» Short problem
Update the listing from the line containing "Note: the class marks the bird's wing" through the end by changing "crow" to "raven", and leave everything else unchanged.

★ ★ ★ ★

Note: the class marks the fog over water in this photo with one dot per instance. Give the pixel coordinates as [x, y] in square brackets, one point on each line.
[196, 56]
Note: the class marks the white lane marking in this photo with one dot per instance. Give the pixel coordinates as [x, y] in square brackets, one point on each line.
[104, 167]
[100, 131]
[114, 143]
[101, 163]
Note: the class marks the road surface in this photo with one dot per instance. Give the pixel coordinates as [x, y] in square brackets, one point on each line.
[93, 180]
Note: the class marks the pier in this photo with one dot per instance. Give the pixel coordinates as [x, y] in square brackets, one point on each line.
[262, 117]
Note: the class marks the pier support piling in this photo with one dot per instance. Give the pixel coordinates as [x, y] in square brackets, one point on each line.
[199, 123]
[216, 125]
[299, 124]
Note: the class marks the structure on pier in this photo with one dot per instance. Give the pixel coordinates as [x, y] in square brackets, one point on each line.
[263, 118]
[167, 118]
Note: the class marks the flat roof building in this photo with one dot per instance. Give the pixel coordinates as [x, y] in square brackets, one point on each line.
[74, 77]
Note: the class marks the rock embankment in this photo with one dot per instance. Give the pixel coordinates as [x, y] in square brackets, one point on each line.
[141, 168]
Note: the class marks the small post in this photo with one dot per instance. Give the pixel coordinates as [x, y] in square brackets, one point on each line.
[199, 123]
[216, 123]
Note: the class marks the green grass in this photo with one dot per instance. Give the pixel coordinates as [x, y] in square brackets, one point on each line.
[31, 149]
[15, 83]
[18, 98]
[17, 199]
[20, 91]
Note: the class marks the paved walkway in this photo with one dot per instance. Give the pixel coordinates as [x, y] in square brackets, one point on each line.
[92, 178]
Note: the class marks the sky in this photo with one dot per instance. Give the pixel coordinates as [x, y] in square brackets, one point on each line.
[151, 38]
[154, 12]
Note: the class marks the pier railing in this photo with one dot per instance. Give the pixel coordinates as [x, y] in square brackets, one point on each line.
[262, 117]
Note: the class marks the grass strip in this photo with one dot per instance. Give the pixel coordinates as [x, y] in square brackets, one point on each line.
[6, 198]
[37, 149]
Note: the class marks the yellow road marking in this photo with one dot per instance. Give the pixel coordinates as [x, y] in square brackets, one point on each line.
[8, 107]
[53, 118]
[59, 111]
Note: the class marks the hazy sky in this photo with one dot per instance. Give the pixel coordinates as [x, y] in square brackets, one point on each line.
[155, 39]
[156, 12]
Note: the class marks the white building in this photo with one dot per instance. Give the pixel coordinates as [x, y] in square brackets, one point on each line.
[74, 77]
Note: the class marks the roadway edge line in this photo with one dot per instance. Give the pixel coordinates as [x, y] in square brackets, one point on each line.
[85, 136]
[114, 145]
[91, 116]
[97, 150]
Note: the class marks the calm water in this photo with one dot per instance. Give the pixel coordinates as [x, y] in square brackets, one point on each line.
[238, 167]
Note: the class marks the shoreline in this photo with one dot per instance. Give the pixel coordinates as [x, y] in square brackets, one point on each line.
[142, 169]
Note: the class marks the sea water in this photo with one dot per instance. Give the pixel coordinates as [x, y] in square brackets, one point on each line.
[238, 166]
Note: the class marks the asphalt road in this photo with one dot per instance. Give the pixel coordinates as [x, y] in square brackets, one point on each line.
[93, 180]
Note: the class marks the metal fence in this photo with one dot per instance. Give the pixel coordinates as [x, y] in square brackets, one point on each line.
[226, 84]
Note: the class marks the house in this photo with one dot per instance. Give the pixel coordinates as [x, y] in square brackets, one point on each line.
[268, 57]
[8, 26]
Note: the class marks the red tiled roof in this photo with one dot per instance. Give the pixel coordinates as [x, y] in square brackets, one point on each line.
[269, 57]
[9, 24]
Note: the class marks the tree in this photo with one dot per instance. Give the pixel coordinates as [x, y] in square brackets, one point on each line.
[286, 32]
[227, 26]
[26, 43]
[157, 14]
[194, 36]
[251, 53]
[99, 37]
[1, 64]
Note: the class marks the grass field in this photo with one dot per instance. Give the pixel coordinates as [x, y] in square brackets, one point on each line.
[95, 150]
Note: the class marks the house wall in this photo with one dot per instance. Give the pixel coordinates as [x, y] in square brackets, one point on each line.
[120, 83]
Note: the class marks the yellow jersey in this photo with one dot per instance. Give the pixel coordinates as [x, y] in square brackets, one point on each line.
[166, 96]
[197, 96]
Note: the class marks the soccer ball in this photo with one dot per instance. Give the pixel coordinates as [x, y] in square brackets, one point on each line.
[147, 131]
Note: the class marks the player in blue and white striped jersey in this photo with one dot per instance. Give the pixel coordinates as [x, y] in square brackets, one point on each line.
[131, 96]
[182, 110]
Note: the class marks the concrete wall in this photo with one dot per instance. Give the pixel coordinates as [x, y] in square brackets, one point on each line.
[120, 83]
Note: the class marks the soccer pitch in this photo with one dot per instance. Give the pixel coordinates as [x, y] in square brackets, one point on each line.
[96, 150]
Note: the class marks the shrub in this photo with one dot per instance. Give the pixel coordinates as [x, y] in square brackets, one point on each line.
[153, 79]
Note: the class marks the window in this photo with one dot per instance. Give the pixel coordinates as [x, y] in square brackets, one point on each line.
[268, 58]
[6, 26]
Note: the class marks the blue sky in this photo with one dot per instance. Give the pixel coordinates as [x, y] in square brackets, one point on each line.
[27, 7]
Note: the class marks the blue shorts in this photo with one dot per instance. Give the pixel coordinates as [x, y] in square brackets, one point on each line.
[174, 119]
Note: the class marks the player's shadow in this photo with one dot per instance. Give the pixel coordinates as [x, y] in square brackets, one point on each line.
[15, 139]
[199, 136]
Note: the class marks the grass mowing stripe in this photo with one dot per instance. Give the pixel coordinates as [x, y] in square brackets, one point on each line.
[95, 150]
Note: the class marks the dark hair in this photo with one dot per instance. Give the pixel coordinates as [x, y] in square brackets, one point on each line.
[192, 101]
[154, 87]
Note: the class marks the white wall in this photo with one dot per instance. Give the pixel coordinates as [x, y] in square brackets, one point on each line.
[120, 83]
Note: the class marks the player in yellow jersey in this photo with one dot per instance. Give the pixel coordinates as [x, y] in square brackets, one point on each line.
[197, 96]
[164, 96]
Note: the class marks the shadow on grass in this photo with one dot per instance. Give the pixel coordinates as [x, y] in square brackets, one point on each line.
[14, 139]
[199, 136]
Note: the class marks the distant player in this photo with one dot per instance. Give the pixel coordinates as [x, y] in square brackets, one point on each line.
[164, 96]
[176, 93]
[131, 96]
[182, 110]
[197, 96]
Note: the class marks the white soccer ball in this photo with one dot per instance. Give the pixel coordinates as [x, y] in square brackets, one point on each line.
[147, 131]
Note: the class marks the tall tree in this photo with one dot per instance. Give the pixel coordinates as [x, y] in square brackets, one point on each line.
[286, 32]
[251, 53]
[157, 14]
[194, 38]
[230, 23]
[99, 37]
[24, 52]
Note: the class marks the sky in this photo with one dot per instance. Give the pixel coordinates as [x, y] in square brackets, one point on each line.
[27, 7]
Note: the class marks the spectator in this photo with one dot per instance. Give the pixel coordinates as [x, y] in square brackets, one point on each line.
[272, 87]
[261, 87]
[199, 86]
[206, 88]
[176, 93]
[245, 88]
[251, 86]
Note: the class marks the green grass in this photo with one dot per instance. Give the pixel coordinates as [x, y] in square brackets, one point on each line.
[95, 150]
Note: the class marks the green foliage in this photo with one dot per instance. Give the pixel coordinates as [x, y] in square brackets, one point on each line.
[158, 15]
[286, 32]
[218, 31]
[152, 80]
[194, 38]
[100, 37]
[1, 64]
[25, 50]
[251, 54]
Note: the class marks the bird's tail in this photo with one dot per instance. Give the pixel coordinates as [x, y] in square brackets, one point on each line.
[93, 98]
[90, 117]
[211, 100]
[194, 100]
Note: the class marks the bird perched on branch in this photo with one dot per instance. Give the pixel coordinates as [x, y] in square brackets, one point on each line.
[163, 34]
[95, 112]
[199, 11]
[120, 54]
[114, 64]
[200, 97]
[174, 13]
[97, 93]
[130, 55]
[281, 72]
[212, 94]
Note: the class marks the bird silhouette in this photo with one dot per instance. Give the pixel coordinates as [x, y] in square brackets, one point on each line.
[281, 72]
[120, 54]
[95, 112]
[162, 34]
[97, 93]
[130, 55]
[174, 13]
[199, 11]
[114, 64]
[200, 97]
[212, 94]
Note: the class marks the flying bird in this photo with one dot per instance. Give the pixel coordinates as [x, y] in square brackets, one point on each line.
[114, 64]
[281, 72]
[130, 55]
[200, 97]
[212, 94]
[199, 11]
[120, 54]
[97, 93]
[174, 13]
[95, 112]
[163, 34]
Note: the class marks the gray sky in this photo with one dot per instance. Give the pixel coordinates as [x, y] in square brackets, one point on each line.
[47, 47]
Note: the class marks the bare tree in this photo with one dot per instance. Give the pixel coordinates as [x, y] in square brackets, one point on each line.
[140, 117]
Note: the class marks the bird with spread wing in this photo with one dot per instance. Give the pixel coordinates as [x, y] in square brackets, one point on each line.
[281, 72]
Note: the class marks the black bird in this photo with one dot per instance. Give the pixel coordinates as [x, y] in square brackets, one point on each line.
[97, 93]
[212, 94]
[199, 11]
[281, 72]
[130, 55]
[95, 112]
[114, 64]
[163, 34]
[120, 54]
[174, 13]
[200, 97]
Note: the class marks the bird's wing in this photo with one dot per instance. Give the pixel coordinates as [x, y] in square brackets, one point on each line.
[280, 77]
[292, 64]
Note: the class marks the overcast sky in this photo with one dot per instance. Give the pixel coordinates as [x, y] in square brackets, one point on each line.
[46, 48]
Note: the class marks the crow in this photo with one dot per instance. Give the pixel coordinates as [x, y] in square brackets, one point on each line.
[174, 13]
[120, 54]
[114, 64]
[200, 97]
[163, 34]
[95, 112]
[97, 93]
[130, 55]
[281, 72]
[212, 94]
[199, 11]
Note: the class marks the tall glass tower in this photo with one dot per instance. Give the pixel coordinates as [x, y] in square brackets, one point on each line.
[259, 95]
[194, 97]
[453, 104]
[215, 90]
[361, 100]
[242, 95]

★ ★ ★ ★

» Full solution
Note: the class marks the bird's wing in this photo with one dot per instance. Give the pixel coordinates as [x, y] in square brackets, one point on each line.
[280, 77]
[292, 64]
Note: the class marks the overcast sky in this photo with one dot per instance. Give the pixel coordinates as [x, y] in square brackets, one point on each line.
[46, 48]
Note: the class marks the raven in this photo with one dot per instance. Give the pixel coordinates as [x, y] in square brackets, one point on each line.
[174, 13]
[120, 54]
[114, 64]
[200, 97]
[163, 34]
[95, 112]
[97, 93]
[130, 55]
[281, 72]
[212, 94]
[199, 11]
Note: the class marks the tall glass tower in this photo with one dot per instance. Give the pixel coordinates as [x, y] in square brackets, one point on each line.
[259, 95]
[194, 97]
[453, 104]
[215, 90]
[361, 100]
[242, 95]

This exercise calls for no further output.